**Exercise input:**
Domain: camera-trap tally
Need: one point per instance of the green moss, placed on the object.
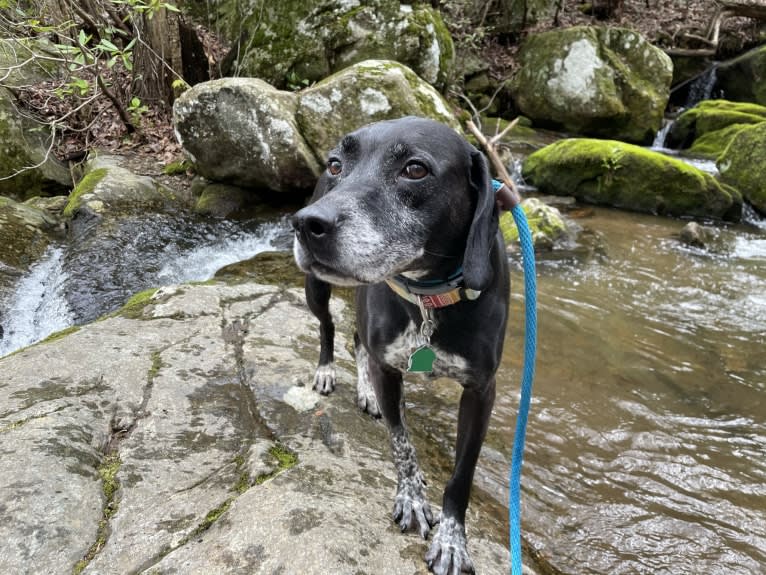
(631, 177)
(107, 471)
(134, 307)
(86, 186)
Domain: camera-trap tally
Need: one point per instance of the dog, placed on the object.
(405, 211)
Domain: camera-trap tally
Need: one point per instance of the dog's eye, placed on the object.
(334, 167)
(415, 171)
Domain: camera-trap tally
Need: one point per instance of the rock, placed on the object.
(293, 44)
(741, 164)
(707, 238)
(545, 223)
(181, 436)
(25, 233)
(708, 127)
(627, 176)
(27, 167)
(607, 82)
(257, 146)
(109, 190)
(743, 79)
(366, 92)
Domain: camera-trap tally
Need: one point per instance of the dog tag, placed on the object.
(421, 360)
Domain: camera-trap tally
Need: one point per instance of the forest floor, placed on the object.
(665, 23)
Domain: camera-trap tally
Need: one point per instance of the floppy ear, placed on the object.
(477, 269)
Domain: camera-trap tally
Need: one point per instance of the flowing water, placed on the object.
(647, 438)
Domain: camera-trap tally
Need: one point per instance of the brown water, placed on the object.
(646, 445)
(647, 438)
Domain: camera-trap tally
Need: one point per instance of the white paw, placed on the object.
(324, 379)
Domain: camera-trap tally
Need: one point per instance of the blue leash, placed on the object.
(530, 345)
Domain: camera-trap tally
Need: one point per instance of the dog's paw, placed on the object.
(324, 379)
(411, 510)
(448, 554)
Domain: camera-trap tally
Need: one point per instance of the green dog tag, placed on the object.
(421, 360)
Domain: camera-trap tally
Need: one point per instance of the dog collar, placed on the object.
(433, 294)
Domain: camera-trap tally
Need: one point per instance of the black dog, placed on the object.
(406, 211)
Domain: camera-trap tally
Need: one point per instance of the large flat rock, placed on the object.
(182, 436)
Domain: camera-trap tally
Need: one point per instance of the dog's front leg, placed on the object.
(411, 510)
(318, 298)
(448, 552)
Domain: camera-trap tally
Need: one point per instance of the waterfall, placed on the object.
(38, 307)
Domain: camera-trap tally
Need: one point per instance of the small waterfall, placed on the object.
(38, 307)
(201, 262)
(701, 88)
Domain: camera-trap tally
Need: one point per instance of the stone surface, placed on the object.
(606, 82)
(626, 176)
(367, 92)
(181, 436)
(741, 164)
(258, 146)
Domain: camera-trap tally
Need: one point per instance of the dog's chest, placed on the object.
(398, 353)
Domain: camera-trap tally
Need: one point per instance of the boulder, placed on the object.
(708, 127)
(743, 79)
(607, 82)
(545, 223)
(109, 190)
(366, 92)
(182, 435)
(27, 166)
(293, 44)
(741, 164)
(243, 131)
(631, 177)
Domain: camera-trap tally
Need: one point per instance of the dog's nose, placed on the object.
(314, 224)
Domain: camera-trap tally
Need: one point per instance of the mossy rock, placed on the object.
(742, 164)
(545, 223)
(625, 176)
(367, 92)
(712, 116)
(25, 155)
(599, 81)
(292, 44)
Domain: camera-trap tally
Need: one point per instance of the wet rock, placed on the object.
(27, 168)
(293, 44)
(180, 435)
(606, 82)
(741, 164)
(258, 145)
(366, 92)
(630, 177)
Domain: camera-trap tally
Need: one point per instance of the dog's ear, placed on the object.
(477, 268)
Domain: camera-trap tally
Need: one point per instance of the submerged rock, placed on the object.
(607, 82)
(181, 435)
(742, 165)
(627, 176)
(367, 92)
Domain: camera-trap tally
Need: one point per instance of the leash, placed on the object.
(528, 374)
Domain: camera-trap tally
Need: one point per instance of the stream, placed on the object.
(646, 449)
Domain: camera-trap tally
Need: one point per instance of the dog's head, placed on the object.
(407, 196)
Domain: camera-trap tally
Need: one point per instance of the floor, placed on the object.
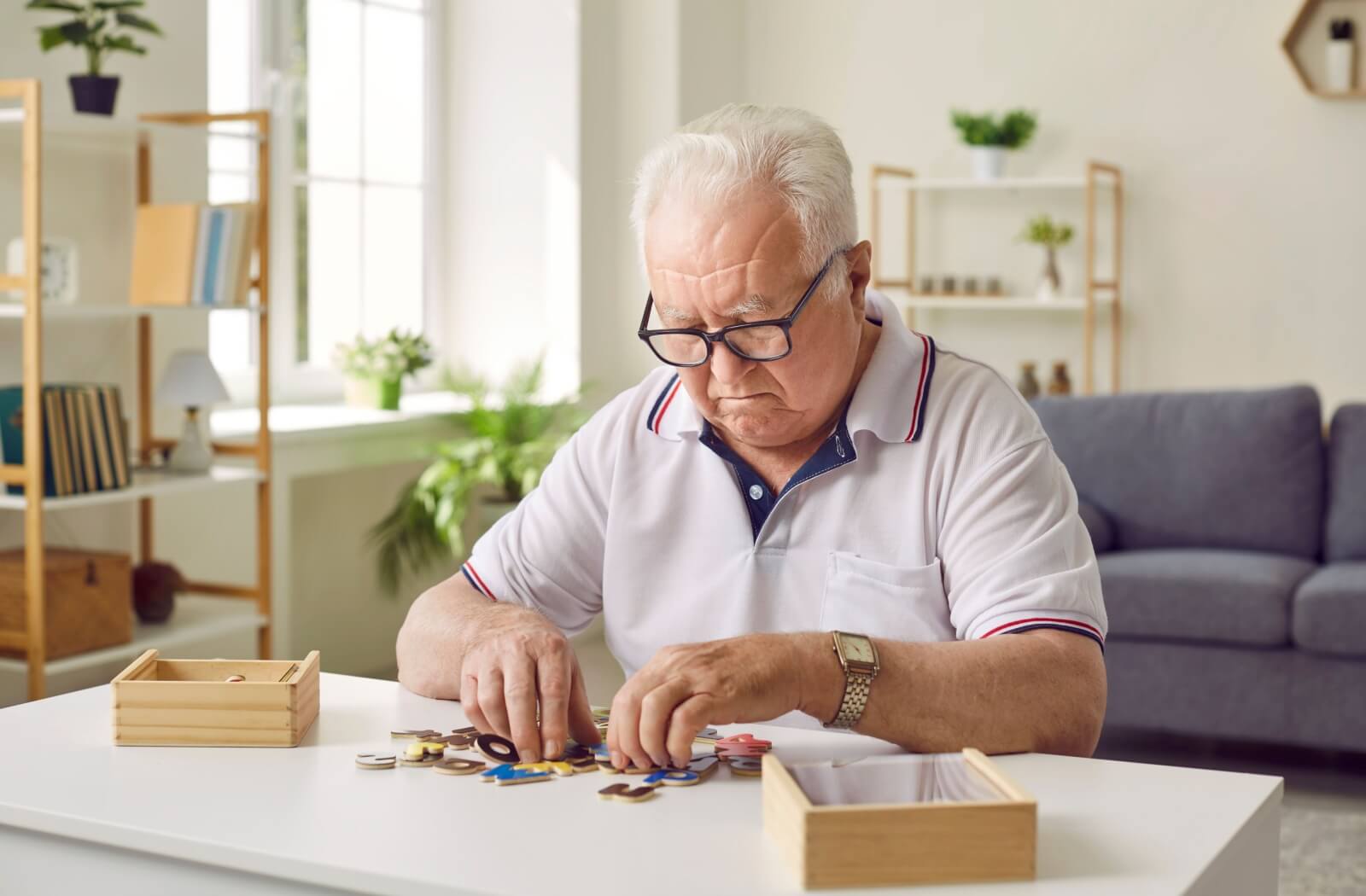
(1322, 812)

**Required action:** Make an exact copy of the lines above, starting at the line that contains "Need: one point per instance of the wet" and running through the final line of the entries. Omit the pictures.

**Result of this exercise:**
Need: one point per instance of the wet rock, placed on the object.
(27, 168)
(293, 44)
(180, 435)
(606, 82)
(741, 164)
(258, 145)
(366, 92)
(630, 177)
Domain: camera-trap tally
Need: one point per instance of the dog's ear, placed on the object.
(477, 268)
Domain: camera-trap tally
Need: one point per instance of the submerged rock, placed on the object.
(607, 82)
(181, 435)
(742, 165)
(627, 176)
(367, 92)
Domain: camera-trap tally
Need: one point per instance of the leash, placed on the object.
(528, 374)
Domain: camera-trap tally
Need: one point per instance of the stream, placed on the object.
(646, 449)
Domain: camera-trap tally
Need: one point per instance of the dog's head, placed on the object.
(407, 196)
Domain: camera-trap tally
Need: one point per instance of the floor, placed on the object.
(1322, 812)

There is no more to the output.